Pan Lodowego Ogrodu (tom 1)
Tytuł\Seria: Pan Lodowego Ogrodu
Autor: Jarosław Grzędowicz
Wydawnictwo i rok wydania: Fabryka Słów\Edipresse polska 2012
dostępne formaty: książka papierowa, e-book (epub, mobi, azw3)
Gatunek: Fantastyka, science fiction
Opis na okładce: Vuko Drakkainen samotnie rusza na ratunek ekspedycji naukowej badającej człekopodobną cywilizację planety Midgaard. Pod żadnym pozorem nie może ingerować w rozwój nieznanej kultury. Trafia na zły czas. Planeta powitała go mgłą i śmiercią. Dalej jest tylko gorzej. Trwa wojna bogów. Giną śmiertelnicy. Odwieczne reguły zostały złamane.

(Rekordy danych)
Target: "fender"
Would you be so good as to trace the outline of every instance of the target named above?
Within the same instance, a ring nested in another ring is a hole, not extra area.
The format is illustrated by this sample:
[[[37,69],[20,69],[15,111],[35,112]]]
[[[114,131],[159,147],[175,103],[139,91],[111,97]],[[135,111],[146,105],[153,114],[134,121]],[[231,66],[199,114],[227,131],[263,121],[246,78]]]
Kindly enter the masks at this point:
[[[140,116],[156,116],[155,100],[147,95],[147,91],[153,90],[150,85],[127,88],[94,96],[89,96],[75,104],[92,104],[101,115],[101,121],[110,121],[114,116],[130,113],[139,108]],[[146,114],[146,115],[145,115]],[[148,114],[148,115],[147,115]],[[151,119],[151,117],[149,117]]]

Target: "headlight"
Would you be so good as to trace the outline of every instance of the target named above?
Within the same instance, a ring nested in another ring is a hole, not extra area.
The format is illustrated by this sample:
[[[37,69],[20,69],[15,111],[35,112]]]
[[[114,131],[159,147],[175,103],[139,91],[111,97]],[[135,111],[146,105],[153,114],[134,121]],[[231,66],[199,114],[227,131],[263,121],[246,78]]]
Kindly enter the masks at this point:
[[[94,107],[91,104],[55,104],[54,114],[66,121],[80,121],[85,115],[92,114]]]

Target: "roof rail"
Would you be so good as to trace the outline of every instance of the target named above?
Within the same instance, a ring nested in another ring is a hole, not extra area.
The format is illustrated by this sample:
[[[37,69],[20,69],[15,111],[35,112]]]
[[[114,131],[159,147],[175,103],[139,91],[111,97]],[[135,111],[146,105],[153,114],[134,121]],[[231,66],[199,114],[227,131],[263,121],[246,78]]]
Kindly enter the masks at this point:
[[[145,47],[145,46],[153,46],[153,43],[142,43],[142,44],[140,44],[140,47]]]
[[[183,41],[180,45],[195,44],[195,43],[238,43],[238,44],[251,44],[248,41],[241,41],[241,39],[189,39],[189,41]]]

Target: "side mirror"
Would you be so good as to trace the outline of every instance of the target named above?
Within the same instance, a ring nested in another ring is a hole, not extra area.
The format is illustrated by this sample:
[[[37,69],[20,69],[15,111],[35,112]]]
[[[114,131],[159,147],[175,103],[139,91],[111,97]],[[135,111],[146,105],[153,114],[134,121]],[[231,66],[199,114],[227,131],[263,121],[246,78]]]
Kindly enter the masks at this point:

> [Zadanie do wykonania]:
Podaj ciąg dalszy fragmentu o powieści „Pan Lodowego Ogrodu”, zaczynając zaraz po jego ostatnim zdaniu. Wiersze danych nie mają tu żadnego znaczenia.

> [Wynik]:
Moja opinia: książka oczarowała mnie od pierwszego momentu. Nie wiem, czy to zasługa okładki, czy samej treści, ale wsiąkłam całkowicie i bardzo długo nie potrafiłam oderwać się od czytania. W książce występuje trzy typy narracji, dwie pierwszoosobowe (Vuko i Filar), a także trzecioosobowa (po aktywacji cyfrala). Wielu osobom może przeszkadzać taki zabieg, ale według mnie jest całkiem niezły i urozmaica treść.
W pierwszym tomie tytułowy Lodowy Ogród nie zostaje jeszcze nawet wspomniany. Zapowiada się więc epicka uczta w czterech tomach, wszystko wskazuje, że pojawią się liczne zwroty akcji, a Midgaard będzie stopniowo odkrywać przed nami swoje sekrety. Warto zaznaczyć, że akcja rozwija się dość spokojnie. Grzędowicz jest szczegółowy, nie śpieszy się z opowieścią, buduje nastrój, kreuje świat i bohaterów, zamiast pędzić po kolejne przygody. Rozwój wypadków w żadnym wypadku nie jest zbyt wolny, nie czujemy się po prostu jak na karuzeli, lecz raczej jak na bardzo klimatycznej przejażdżce, w której znajdziemy wszystko, co powinno cechować porządną fabułę.
Fabuła\Treść:
Uwaga! Dość ostre spojlery!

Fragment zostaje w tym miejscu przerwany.